Dit betekent onder andere dat het aantal reserves en voorzieningen beperkt blijft tot het hoogst noodzakelijke. Reserves en voorzieningen moeten onderbouwd worden. De doelstelling, de noodzakelijke omvang en de wijze (en omvang) van stortingen en beschikkingen dienen tevens helder te zijn. Als er te veel potjes ontstaan (en tot een te grote omvang), bestaat het gevaar dat onnodig beslag wordt gelegd op gemeenschapsgelden.

 

Instellen nieuwe reserves en voorzieningen

Als het noodzakelijk is nieuwe reserves en voorzieningen in te stellen, gebeurt dit bij besluit van de gemeenteraad. Het budgetrecht ligt namelijk bij de gemeenteraad. In het raadsbesluit moeten in ieder geval de volgende bestanddelen staan: het doel, de budgethouder, de voeding, de maximale hoogte, de maximale duur en het verloop van de toevoegingen dan wel onttrekkingen.

 

Toevoeging en aanwending reserves

In de begroting wordt een zo reëel mogelijk beeld gegeven van de toevoegingen en aanwendingen van de reserves in een bepaald jaar. Nieuwe toevoegingen en aanwendingen worden in principe alleen via tussentijdse rapportages tot stand gebracht. Een voorbeeld hiervan is de halfjaarrapportage en de periodieke begrotingswijzigingen. Toevoeging en aanwending van reserves gebeurt bij besluit van de gemeenteraad.

 

Toevoeging en aanwending voorzieningen

Een voorziening moet de omvang hebben van de betreffende verplichting of het betreffende risico. De voeding van de voorzieningen vindt plaats via de exploitatie, maar de onttrekkingen gebeuren rechtstreeks ten laste van de voorziening.

> [Doel opdracht]: Bij wie ligt volgens het fragment over reserves en voorzieningen het budgetrecht?

> [Ruwe gegevens]:

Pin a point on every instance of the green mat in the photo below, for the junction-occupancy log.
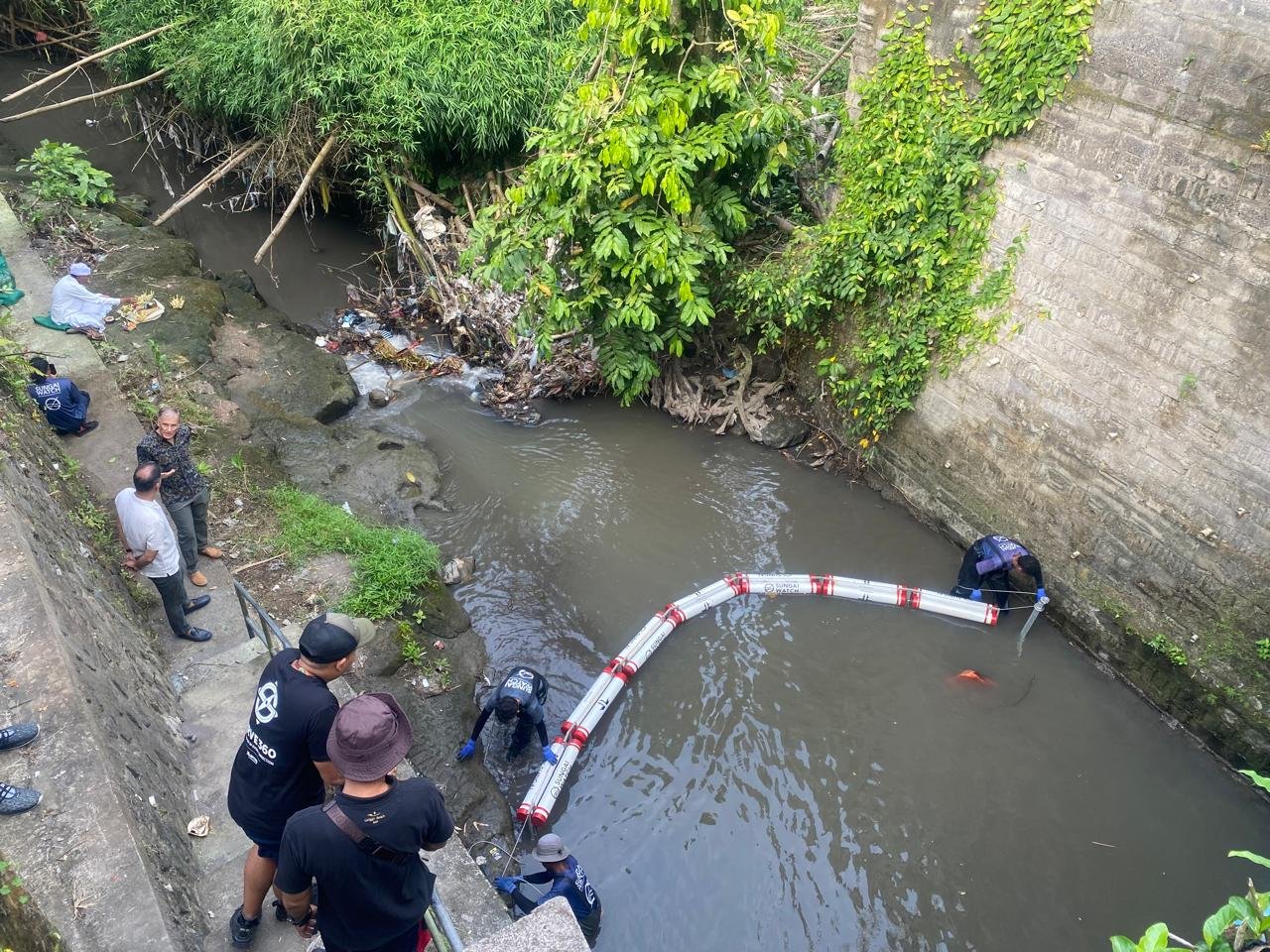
(9, 294)
(44, 320)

> [Antwoord opdracht]: Bij de gemeenteraad.